▸ Set problem
Please copy the stretch of records from the line that contains "FIND: light colored carpet" through the line that contains "column 176, row 334", keeping both of those lines and every line between them unchanged.

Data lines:
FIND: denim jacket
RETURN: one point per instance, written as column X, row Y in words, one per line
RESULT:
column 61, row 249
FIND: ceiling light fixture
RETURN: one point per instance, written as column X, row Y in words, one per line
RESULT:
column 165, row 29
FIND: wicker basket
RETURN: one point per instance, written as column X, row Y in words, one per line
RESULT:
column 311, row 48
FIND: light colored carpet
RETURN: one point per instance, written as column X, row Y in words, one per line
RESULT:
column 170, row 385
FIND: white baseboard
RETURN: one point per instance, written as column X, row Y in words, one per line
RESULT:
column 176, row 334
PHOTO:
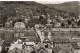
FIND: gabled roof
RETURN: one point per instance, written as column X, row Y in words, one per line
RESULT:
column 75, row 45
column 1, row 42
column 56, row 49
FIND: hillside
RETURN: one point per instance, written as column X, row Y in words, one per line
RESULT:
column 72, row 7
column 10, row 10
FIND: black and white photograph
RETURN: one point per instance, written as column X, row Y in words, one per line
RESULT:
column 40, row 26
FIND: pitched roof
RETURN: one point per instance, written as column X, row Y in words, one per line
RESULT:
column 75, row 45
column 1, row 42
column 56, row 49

▸ Expected answer
FIND: light colored carpet
RETURN: one point per instance, written as column X, row Y in words, one per line
RESULT:
column 170, row 385
FIND: white baseboard
RETURN: one point per instance, written as column X, row Y in words, one per line
RESULT:
column 176, row 334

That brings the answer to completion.